## Tasks and exercises
**1)** Reproduce the passage on the Peres Center Iftar gathering between "These attacks were" and "normalcy is disrupted.", inclusive.
**2)** In one to three sentences, explain why, according to the passage on the Peres Center Iftar gathering, the attacks challenge Israel's way of life and ability to coexist, even though extremists carried them out.

## Selected excerpt
Content starts

On the 25th night of the holy month of Ramadan, 150 CEOs of Jewish and Arab cities and towns across Israel gathered at the Peres Center to break the fast and enjoy the Iftar dinner. This unique gathering came after several weeks in which Israel once again saw deadly violence in its cities, with a spate of terror attacks that reminded us of the painful scenes we always hope have been left in the past. In a little over two weeks, 14 Israelis—Jews and Arabs alike—were murdered in four separate attacks in Beersheva, Hadera, Bnei Brak and then my beloved city of Tel Aviv. Further terror attacks followed, including in Ariel and the central Israeli city of Elad, which claimed another four lives, while stabbing attacks in Jerusalem injured still more.
These attacks were the work of extremists and did not in any way represent the vast majority of Jews and Arabs, who want only to go about their daily lives in peace and security. But they do pose a challenge to our way of life and ability to coexist because they affect the delicate relationships between Jews and Arabs in Israel. This was seen in May 2021, when a conflict between Israel and Hamas in Gaza spilled over into Israel. We saw unprecedented tension and violence erupt in Israeli cities, which disrupted life in places where, just the day before, Jews and Arabs had lived together in peace.
These cities are where our homes are. They are where we live, work and raise our children. Our city is where we feel comfortable, where we know every nook and cranny in what should be our communal “safe spaces.” There is nothing scarier than when this anchor of normalcy is disrupted.
But while we are used to looking to central governments to solve our problems, it is, in fact, local leadership that often has the most impact on our day-to-day lives. This became evident during the outbreak of COVID-19, for example, as well as during times of heightened tension, when we look to our city leaderships for support and safety. These local leaders have a huge role to play but do not always have the tools they need to make the positive impact of which they are capable.

Content ends

## Source material
Content starts

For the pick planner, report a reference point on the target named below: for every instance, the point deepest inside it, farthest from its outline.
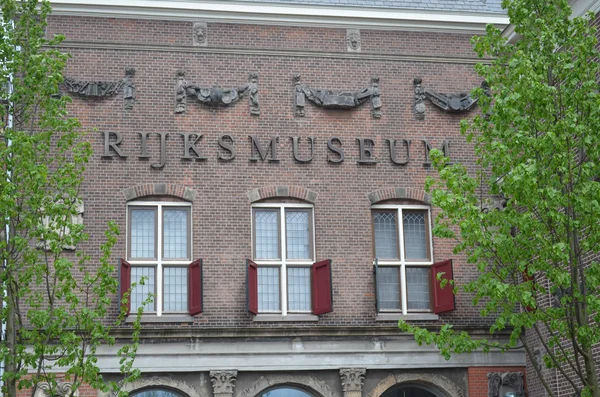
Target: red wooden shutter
(125, 283)
(195, 287)
(443, 298)
(322, 297)
(252, 286)
(376, 271)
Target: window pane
(417, 285)
(141, 292)
(299, 289)
(175, 224)
(297, 234)
(386, 231)
(267, 234)
(268, 289)
(175, 289)
(142, 233)
(388, 288)
(415, 241)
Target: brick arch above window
(159, 189)
(282, 191)
(391, 193)
(309, 383)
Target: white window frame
(283, 263)
(402, 263)
(159, 262)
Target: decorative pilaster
(352, 381)
(223, 382)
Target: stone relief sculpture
(199, 35)
(353, 40)
(513, 380)
(103, 89)
(452, 103)
(216, 96)
(344, 101)
(62, 389)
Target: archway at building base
(416, 385)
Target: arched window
(156, 392)
(286, 391)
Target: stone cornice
(284, 14)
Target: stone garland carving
(103, 89)
(62, 389)
(345, 100)
(199, 34)
(353, 40)
(514, 380)
(223, 382)
(216, 96)
(352, 380)
(452, 103)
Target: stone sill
(288, 318)
(407, 317)
(167, 318)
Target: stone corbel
(342, 101)
(352, 381)
(223, 382)
(216, 96)
(61, 389)
(103, 89)
(507, 381)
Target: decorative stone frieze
(61, 389)
(223, 382)
(500, 383)
(216, 96)
(342, 101)
(451, 103)
(103, 89)
(352, 381)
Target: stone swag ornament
(342, 101)
(103, 89)
(216, 96)
(451, 103)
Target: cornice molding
(283, 14)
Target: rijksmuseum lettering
(398, 151)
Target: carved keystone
(352, 381)
(223, 382)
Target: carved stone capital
(223, 382)
(352, 381)
(61, 389)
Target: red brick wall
(221, 210)
(478, 380)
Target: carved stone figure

Content ends

## Solved problems
**1)**
These attacks were the work of extremists and did not in any way represent the vast majority of Jews and Arabs, who want only to go about their daily lives in peace and security. But they do pose a challenge to our way of life and ability to coexist because they affect the delicate relationships between Jews and Arabs in Israel. This was seen in May 2021, when a conflict between Israel and Hamas in Gaza spilled over into Israel. We saw unprecedented tension and violence erupt in Israeli cities, which disrupted life in places where, just the day before, Jews and Arabs had lived together in peace.
These cities are where our homes are. They are where we live, work and raise our children. Our city is where we feel comfortable, where we know every nook and cranny in what should be our communal “safe spaces.” There is nothing scarier than when this anchor of normalcy is disrupted.

**2)** The attacks affect the delicate relationships between Jews and Arabs in Israel. That is why they challenge the way of life and the ability to coexist, even though they do not represent the vast majority of Jews and Arabs.